Source data start

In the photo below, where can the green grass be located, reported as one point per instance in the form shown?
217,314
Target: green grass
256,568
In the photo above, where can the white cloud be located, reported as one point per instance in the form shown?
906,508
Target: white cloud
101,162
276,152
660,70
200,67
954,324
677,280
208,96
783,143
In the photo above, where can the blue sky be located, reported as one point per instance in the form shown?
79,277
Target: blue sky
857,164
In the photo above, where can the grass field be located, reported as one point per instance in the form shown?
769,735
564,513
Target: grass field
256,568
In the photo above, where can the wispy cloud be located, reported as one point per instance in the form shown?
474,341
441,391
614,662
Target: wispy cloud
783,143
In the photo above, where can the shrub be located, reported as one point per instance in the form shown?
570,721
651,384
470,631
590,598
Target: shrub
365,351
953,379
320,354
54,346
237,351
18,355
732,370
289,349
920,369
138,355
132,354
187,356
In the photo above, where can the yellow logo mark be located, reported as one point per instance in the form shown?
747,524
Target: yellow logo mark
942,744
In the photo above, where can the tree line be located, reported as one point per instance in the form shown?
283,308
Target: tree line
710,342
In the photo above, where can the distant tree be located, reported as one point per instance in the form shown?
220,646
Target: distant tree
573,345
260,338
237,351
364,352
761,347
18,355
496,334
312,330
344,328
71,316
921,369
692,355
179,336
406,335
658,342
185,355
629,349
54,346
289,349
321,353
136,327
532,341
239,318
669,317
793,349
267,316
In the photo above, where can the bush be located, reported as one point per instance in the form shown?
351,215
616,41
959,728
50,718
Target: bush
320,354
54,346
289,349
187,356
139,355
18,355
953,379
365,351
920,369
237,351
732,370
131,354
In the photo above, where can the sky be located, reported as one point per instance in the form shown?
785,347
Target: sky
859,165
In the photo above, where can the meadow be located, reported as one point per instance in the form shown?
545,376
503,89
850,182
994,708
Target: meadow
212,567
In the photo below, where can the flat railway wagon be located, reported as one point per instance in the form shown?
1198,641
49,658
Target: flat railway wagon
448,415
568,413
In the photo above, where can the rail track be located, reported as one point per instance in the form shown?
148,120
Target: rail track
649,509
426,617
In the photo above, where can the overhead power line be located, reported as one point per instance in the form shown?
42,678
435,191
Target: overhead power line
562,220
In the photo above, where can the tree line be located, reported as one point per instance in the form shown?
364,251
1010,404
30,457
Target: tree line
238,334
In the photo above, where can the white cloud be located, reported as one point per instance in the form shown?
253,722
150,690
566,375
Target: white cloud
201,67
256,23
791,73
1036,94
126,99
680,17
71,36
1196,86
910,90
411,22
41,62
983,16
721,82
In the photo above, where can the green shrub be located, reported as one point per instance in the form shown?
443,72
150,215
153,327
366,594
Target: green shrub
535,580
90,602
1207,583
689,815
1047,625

Source data end

Exercise goal — Rewrite the listing above in full, replacing every "Target" with "Label" and changing nothing else.

Solution for this exercise —
In the photo below, where can the green grass be located, reported as one point per instance in the form shown?
217,314
Label: green grass
256,568
In the photo above, where can the white cloud be located, reported as one point per instance in the form shown?
906,508
Label: white cloud
101,162
276,152
660,70
200,67
954,324
677,280
208,96
783,143
In the photo above, where can the blue sky be located, reported as one point per instance in the form shown?
79,277
Label: blue sky
857,164
In the photo above, where can the grass field be located, reported as one point per instance in the form shown?
769,735
564,513
Label: grass field
256,568
In the photo above, where can the wispy cloud be located, reported as one point per instance in the form shown?
474,341
441,391
614,662
Label: wispy cloud
783,143
In the photo above, where can the shrub be located, reported as one point per instance in the form shown?
570,721
651,384
470,631
590,598
Label: shrub
365,351
953,379
320,354
54,346
237,351
18,355
732,370
289,349
920,369
138,355
132,354
187,356
In the photo above, where can the yellow logo mark be located, reported as one point per instance in the form shown?
747,524
Label: yellow logo mark
942,744
In the photo above, where can the tree line be located, reported as one point per instance in the form shown?
283,308
Label: tree line
710,342
In the photo above, where can the distant tree be located, reported as one point per instance in the form shown?
220,646
Label: distant tree
573,345
260,338
237,351
364,352
761,347
18,355
496,334
312,330
344,328
71,316
921,369
692,355
179,336
406,335
658,342
185,355
629,349
54,346
289,349
321,353
136,327
532,341
239,318
669,317
793,349
267,316
In the photo above, where can the bush be located, reported as one point per instance in the form shown?
351,215
616,41
959,728
50,718
Label: bush
320,354
54,346
289,349
187,356
139,355
18,355
953,379
365,351
920,369
237,351
732,370
131,354
In the photo above, where can the sky be located, reported as one point per instance in the form shown?
785,347
Label: sky
859,165
In the photo above, where can the meadow be located, reported as one point per instance in the form shown?
545,376
503,89
850,182
994,708
Label: meadow
212,567
In the photo below, where can the flat railway wagon be located, reported as one point per instance in the form shown?
1198,641
49,658
Label: flat railway wagon
448,415
568,413
In the photo above, where can the rail track be located, reported as one point per instance in the form shown?
148,120
Label: rail track
649,509
426,617
In the photo above, where can the overhead power line be located, reported as one point per instance in the form shown?
42,678
435,191
Label: overhead power line
562,220
In the photo above, where can the tree line be located, reported as one point per instance in the form shown?
364,251
1010,404
30,457
Label: tree line
238,334
In the photo above, where can the white cloud be located, reported as one point per instance in the form shown?
253,722
150,690
566,375
Label: white cloud
201,67
256,23
791,73
1036,94
126,99
680,17
71,36
1196,86
910,90
411,22
41,62
983,16
721,82
In the photo above, where can the green shrub be located, reported as one point per instance in the form shown?
443,72
150,215
153,327
366,594
Label: green shrub
535,580
90,602
1207,583
689,815
1047,625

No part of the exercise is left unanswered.